The Decline of Church and the Rise of Chaplains - Issue #24
Fitz goes behind the scenes on his recently published Boston Globe Magazine feature story
This weekend, a feature story I wrote will be published in the Globe Magazine as part of Sunday’s Boston Globe. It’s titled “Chaplains and the rise of on-demand spiritual support,” and it’s available online here, but be warned, the Globe’s paywall is pretty strict (you might have to register with the Globe’s website, but you’ll get a certain number of free articles, I think). This story was the culmination of months of pitching and planning, reporting and writing, and I’m proud of the way it came out. A short synopsis, ripped directly from the story’s subhead: “As traditional religious practice recedes, many New Englanders are increasingly turning to a different kind of pastor when and where they’re needed.” I’ll say more in a moment.
I have to be honest and acknowledge that the idea for the story wasn’t my idea; rather, it began with a tip from my editor at the magazine, Michael Fitzgerald. We are not related, but we work really well together. Michael, like me, is interested in the way religion functions in culture, so we’re always trying to find ways to work together on stories that explore that. Michael put me in touch with Wendy Cadge, a professor at Brandeis University who studies chaplaincy, and I’m incredibly indebted to Wendy for basically teaching me everything I know about chaplains over months of phone calls and emails loaded with attachments to articles she’d written. She is truly the authority.

# # # # # # #

### Task brief
In the newsletter about chaplains, rewrite the passage that opens with the words "I have to be" and closes with "truly the authority.", substituting "video calls" for "phone calls".

# # # # # # #

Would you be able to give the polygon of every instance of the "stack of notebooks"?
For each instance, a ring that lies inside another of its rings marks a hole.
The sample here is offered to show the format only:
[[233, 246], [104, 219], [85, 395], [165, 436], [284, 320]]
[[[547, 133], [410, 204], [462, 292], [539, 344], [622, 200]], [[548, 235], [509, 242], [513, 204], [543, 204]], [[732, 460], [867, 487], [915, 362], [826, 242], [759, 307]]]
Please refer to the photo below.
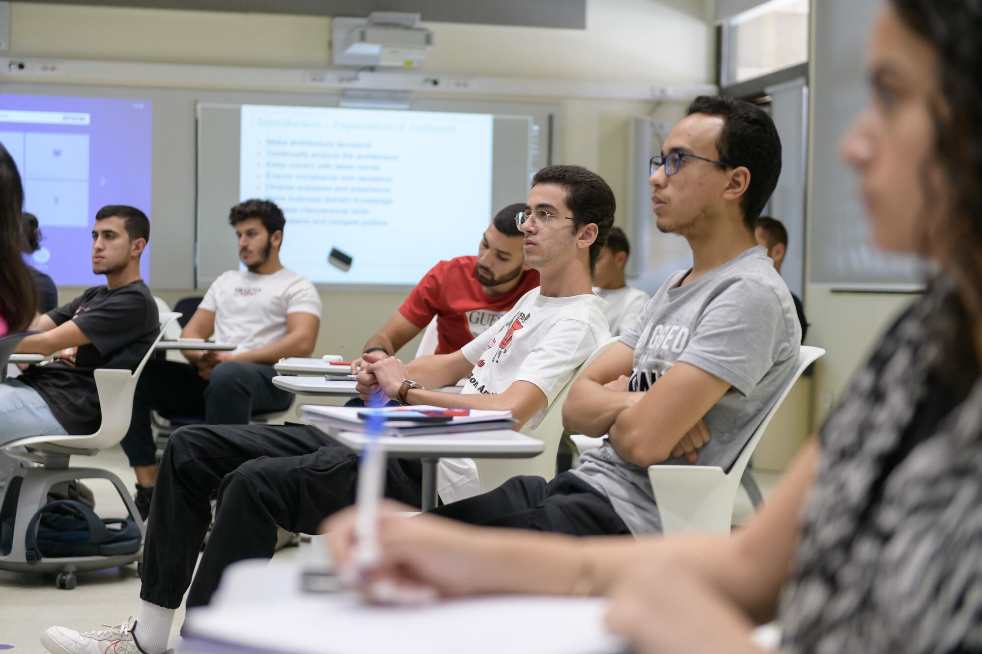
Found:
[[326, 427], [329, 432], [368, 430], [368, 418], [381, 415], [382, 432], [392, 436], [422, 436], [437, 433], [461, 433], [510, 429], [518, 421], [511, 411], [481, 411], [478, 409], [443, 409], [425, 404], [406, 407], [332, 407], [306, 404], [301, 407], [303, 419]]

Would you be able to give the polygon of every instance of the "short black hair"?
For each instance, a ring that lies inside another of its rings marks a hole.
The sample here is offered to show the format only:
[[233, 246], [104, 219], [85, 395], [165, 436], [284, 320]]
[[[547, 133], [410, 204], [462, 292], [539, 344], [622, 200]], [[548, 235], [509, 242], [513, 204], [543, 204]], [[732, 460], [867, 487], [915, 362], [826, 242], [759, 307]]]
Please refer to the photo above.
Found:
[[764, 240], [767, 241], [768, 250], [778, 243], [788, 247], [788, 229], [785, 228], [785, 224], [778, 219], [761, 216], [753, 226], [754, 229], [760, 227], [764, 230]]
[[506, 236], [520, 236], [521, 229], [518, 228], [518, 224], [515, 222], [515, 217], [518, 215], [519, 211], [524, 210], [524, 202], [510, 204], [495, 214], [494, 220], [491, 222], [494, 223], [495, 229]]
[[611, 232], [607, 234], [607, 245], [612, 254], [624, 252], [630, 256], [630, 243], [627, 242], [627, 234], [624, 233], [621, 227], [611, 227]]
[[287, 225], [287, 219], [284, 218], [283, 212], [276, 206], [275, 202], [256, 198], [240, 202], [232, 207], [229, 212], [229, 225], [236, 226], [250, 218], [258, 218], [270, 236], [275, 231], [282, 232], [283, 227]]
[[31, 254], [37, 252], [41, 249], [41, 240], [43, 238], [41, 227], [37, 225], [37, 217], [33, 214], [24, 212], [21, 214], [21, 222], [24, 223], [24, 238], [27, 245], [25, 253]]
[[617, 210], [614, 191], [603, 177], [582, 166], [546, 166], [532, 177], [532, 186], [537, 184], [556, 184], [566, 191], [566, 204], [573, 212], [576, 229], [590, 223], [597, 226], [597, 239], [590, 245], [590, 275], [593, 275], [600, 248], [607, 244], [614, 226]]
[[126, 204], [108, 204], [95, 214], [95, 222], [98, 223], [107, 218], [123, 219], [123, 226], [130, 234], [131, 243], [137, 238], [142, 238], [147, 243], [150, 242], [150, 220], [139, 209]]
[[721, 95], [700, 95], [685, 112], [719, 116], [723, 129], [716, 140], [720, 161], [750, 171], [750, 185], [743, 193], [743, 225], [752, 230], [781, 176], [781, 137], [774, 121], [755, 104]]

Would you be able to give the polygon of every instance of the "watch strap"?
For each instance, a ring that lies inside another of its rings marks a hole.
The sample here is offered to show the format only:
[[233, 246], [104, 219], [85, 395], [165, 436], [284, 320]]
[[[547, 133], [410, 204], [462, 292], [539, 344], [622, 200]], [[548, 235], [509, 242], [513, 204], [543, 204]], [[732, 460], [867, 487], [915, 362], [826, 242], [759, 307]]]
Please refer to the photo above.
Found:
[[403, 383], [400, 384], [399, 390], [396, 391], [396, 401], [402, 405], [409, 404], [406, 401], [406, 394], [409, 392], [409, 388], [422, 388], [423, 385], [412, 379], [403, 379]]

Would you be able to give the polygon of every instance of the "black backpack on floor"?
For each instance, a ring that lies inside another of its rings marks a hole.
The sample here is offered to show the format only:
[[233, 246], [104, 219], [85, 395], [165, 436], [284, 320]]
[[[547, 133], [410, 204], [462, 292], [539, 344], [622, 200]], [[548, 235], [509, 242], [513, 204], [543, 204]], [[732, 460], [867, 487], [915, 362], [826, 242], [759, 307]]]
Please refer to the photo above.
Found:
[[132, 519], [99, 518], [78, 500], [56, 500], [30, 519], [25, 545], [27, 563], [35, 563], [41, 557], [134, 554], [141, 539], [139, 525]]

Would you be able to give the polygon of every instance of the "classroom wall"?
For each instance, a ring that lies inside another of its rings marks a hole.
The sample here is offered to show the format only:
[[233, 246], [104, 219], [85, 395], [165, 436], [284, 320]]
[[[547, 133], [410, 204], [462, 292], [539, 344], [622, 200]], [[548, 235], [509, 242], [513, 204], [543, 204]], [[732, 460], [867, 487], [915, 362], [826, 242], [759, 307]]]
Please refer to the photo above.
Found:
[[[855, 20], [856, 14], [867, 16], [870, 14], [868, 11], [870, 6], [879, 4], [878, 0], [836, 0], [836, 2], [841, 11], [833, 13], [835, 16], [833, 21], [828, 24], [822, 23], [822, 28], [849, 28], [851, 30], [851, 25], [839, 25], [839, 23], [845, 24], [846, 21]], [[857, 8], [855, 12], [852, 11], [853, 2], [863, 6], [862, 12], [859, 12]], [[815, 4], [813, 4], [814, 6]], [[830, 8], [826, 7], [826, 9]], [[868, 20], [868, 16], [864, 20]], [[837, 98], [836, 103], [840, 104], [841, 98], [836, 96], [841, 85], [839, 82], [848, 81], [846, 78], [860, 75], [854, 61], [848, 58], [848, 53], [836, 60], [837, 63], [844, 65], [841, 68], [837, 66], [835, 70], [823, 71], [821, 75], [816, 74], [815, 62], [817, 58], [814, 54], [814, 48], [820, 40], [815, 36], [818, 25], [813, 10], [811, 13], [811, 47], [813, 52], [810, 58], [812, 71], [809, 93], [811, 104], [809, 114], [811, 116], [815, 116], [815, 100], [820, 94], [833, 94]], [[834, 54], [825, 52], [821, 60], [826, 61]], [[823, 86], [823, 80], [829, 80], [825, 82], [825, 86]], [[828, 106], [827, 103], [826, 106]], [[816, 139], [832, 139], [832, 143], [837, 143], [842, 137], [842, 133], [816, 133], [815, 121], [811, 122], [809, 127], [808, 186], [814, 189], [815, 171], [818, 168], [814, 160]], [[822, 165], [828, 167], [831, 164], [825, 161], [822, 162]], [[848, 193], [852, 192], [852, 189], [843, 188], [840, 191]], [[851, 221], [866, 220], [857, 201], [850, 203], [850, 207], [853, 215], [837, 216], [836, 218]], [[827, 207], [816, 206], [815, 193], [809, 192], [806, 211], [806, 256], [809, 259], [814, 250], [823, 245], [818, 239], [823, 238], [819, 227], [821, 226], [820, 221], [822, 221], [823, 211], [826, 210]], [[823, 347], [827, 351], [825, 357], [816, 364], [812, 384], [812, 428], [817, 430], [828, 416], [829, 410], [842, 397], [852, 375], [877, 345], [880, 336], [897, 315], [914, 300], [915, 296], [896, 293], [837, 291], [832, 284], [814, 281], [812, 268], [812, 266], [806, 267], [805, 272], [805, 314], [811, 323], [807, 344]]]
[[[434, 30], [436, 47], [423, 70], [543, 79], [706, 83], [715, 77], [715, 32], [706, 21], [707, 12], [711, 5], [706, 0], [593, 0], [587, 3], [583, 30], [427, 24]], [[330, 65], [330, 25], [329, 18], [313, 16], [13, 2], [9, 54], [325, 68]], [[676, 119], [683, 106], [578, 98], [562, 99], [561, 104], [564, 161], [557, 163], [579, 164], [598, 172], [611, 184], [623, 211], [627, 205], [627, 118], [652, 113], [655, 118]], [[627, 226], [621, 216], [618, 223]], [[475, 251], [477, 239], [475, 234]], [[185, 295], [204, 292], [153, 290], [172, 305]], [[62, 289], [63, 299], [76, 294], [77, 289]], [[346, 357], [358, 352], [406, 294], [323, 294], [325, 316], [318, 352]], [[404, 354], [411, 357], [414, 351], [412, 343]]]

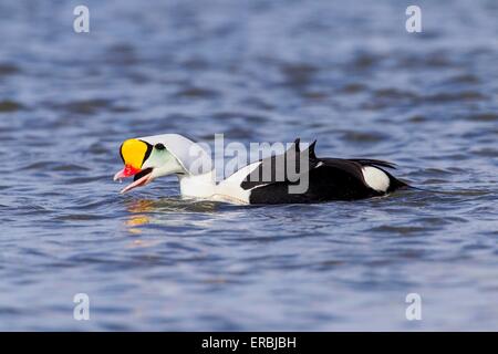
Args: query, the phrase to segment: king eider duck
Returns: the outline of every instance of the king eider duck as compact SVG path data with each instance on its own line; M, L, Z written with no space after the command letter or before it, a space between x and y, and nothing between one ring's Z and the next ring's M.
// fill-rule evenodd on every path
M298 138L284 154L249 164L217 183L208 153L188 138L178 134L132 138L121 145L125 167L115 174L114 180L133 176L134 181L121 191L127 192L157 177L176 175L181 197L231 204L355 200L408 187L386 170L395 168L391 163L320 158L314 153L315 144L301 150ZM294 174L288 168L291 165Z

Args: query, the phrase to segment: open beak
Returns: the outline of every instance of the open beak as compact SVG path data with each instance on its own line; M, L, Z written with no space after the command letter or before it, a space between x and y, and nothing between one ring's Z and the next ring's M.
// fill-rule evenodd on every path
M117 174L114 175L114 180L121 180L123 178L133 177L133 183L124 187L120 192L125 194L136 187L148 185L153 178L152 178L152 168L146 169L138 169L134 168L131 165L126 165L125 168L120 170Z

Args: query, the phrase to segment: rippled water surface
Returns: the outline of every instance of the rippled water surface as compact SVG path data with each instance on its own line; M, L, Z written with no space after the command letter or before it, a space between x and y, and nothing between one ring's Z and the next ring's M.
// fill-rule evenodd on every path
M498 330L498 7L0 3L0 330ZM318 139L443 190L307 206L118 195L128 137ZM422 321L405 296L422 296ZM91 320L73 320L86 293Z

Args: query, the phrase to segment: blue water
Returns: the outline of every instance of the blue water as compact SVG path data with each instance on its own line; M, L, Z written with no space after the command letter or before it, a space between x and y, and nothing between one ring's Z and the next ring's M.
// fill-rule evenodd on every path
M498 330L496 1L417 1L422 33L408 1L89 0L80 34L77 4L0 2L0 330ZM120 195L120 144L162 133L318 139L448 194Z

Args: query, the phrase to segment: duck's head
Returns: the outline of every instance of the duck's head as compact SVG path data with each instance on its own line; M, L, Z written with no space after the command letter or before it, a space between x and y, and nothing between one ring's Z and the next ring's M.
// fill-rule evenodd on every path
M206 152L178 134L163 134L125 140L120 148L124 168L114 180L133 177L122 194L148 185L157 177L168 175L198 175L210 166ZM200 168L198 168L200 165ZM197 169L196 169L197 166Z

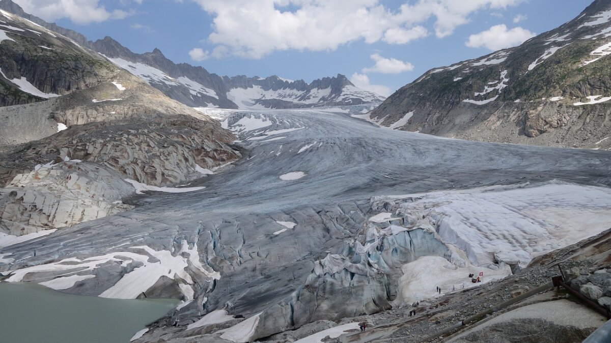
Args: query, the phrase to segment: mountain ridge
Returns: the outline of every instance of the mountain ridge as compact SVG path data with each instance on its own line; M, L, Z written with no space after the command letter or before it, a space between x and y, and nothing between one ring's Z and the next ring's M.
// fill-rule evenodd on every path
M611 96L610 13L611 1L596 0L518 46L432 68L370 119L464 139L608 148L597 142L611 129L611 105L600 101Z
M340 74L314 80L310 84L303 80L288 82L276 75L263 79L241 75L221 76L210 73L202 67L175 63L157 48L150 52L136 54L109 36L95 41L88 40L73 30L27 13L12 0L0 1L0 9L102 54L170 98L193 107L302 108L358 105L378 103L384 99L357 88Z

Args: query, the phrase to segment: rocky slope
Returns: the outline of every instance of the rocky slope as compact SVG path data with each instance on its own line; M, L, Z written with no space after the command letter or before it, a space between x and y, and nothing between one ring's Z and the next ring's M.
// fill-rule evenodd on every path
M609 149L611 1L521 45L428 71L370 114L393 128Z
M200 67L175 64L158 49L134 54L110 37L90 42L92 49L170 98L192 107L283 109L358 105L384 98L359 89L345 76L294 81L276 76L219 76Z
M76 42L82 46L103 54L116 65L141 78L170 98L193 107L301 108L358 105L379 103L384 99L383 96L357 88L345 76L341 74L314 80L310 84L303 80L294 81L275 75L265 78L258 76L249 78L243 75L219 76L209 73L200 67L194 67L187 63L174 63L167 59L158 49L155 49L150 52L134 54L109 37L95 42L87 41L84 36L78 32L60 27L55 24L46 23L25 13L11 0L0 0L0 9L21 16L53 32L59 32L64 36L70 37L71 42ZM44 48L38 47L33 51L20 52L35 55L44 54L44 52L51 54L42 49ZM62 56L64 60L67 57ZM35 56L35 58L37 57ZM50 60L57 60L51 59ZM70 60L70 59L67 60ZM84 76L79 78L85 79L82 79L81 84L70 85L71 88L69 89L82 87L82 84L92 82L86 79L86 77L90 76L87 72L93 71L95 74L97 70L92 70L95 69L97 66L92 63L86 64L87 65L84 66L85 70L80 71ZM60 66L53 63L43 67L46 67L45 70L48 71L44 76L46 79L57 76L49 74L49 70L63 70ZM71 70L77 73L81 67L81 65L70 67ZM38 74L40 73L32 70L27 65L21 68L28 71L29 74L26 77L30 77L28 79L31 81L34 74L36 75L36 78L43 77ZM11 75L12 74L9 76ZM34 84L36 87L41 88L45 82L49 82L48 80L45 80L46 79L35 79ZM55 92L57 94L64 94L66 92L65 87L61 85L48 85L42 88L56 91ZM35 98L31 98L28 96L21 96L24 98L20 101L9 102L7 104L35 101Z
M122 198L134 186L183 184L239 157L217 121L69 38L0 17L0 232L114 214L133 208Z
M365 107L225 112L247 156L190 185L205 189L122 198L139 206L2 248L0 272L185 301L141 342L245 342L434 307L436 285L519 276L533 256L608 229L609 152L441 139L345 112Z

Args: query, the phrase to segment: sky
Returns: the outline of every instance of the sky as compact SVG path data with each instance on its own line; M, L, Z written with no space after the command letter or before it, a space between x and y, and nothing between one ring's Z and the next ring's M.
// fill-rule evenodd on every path
M2 1L2 0L0 0ZM389 95L433 68L519 45L590 0L13 0L132 51L219 75L346 75Z

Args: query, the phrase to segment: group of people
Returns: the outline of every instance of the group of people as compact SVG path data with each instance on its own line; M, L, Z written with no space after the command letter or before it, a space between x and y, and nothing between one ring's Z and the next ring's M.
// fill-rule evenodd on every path
M474 276L475 276L475 274L469 274L469 277L471 278L471 282L472 282L473 283L478 283L478 282L481 282L481 280L480 280L480 276L477 276L477 278L474 278Z

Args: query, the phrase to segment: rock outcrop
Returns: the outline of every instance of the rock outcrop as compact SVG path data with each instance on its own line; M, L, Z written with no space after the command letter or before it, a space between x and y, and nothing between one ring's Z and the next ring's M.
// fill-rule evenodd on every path
M611 1L519 46L431 70L391 95L371 120L473 140L611 147Z
M133 208L122 201L133 191L112 169L51 162L0 189L0 231L21 236L115 214Z

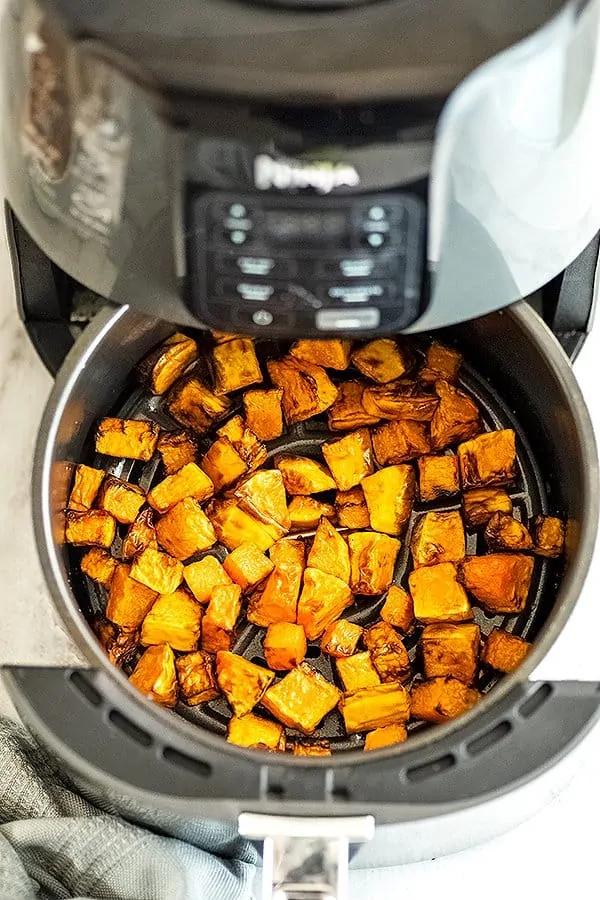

# # # # # # #

### Solution for this task
I have to be honest and acknowledge that the idea for the story wasn’t my idea; rather, it began with a tip from my editor at the magazine, Michael Fitzgerald. We are not related, but we work really well together. Michael, like me, is interested in the way religion functions in culture, so we’re always trying to find ways to work together on stories that explore that. Michael put me in touch with Wendy Cadge, a professor at Brandeis University who studies chaplaincy, and I’m incredibly indebted to Wendy for basically teaching me everything I know about chaplains over months of video calls and emails loaded with attachments to articles she’d written. She is truly the authority.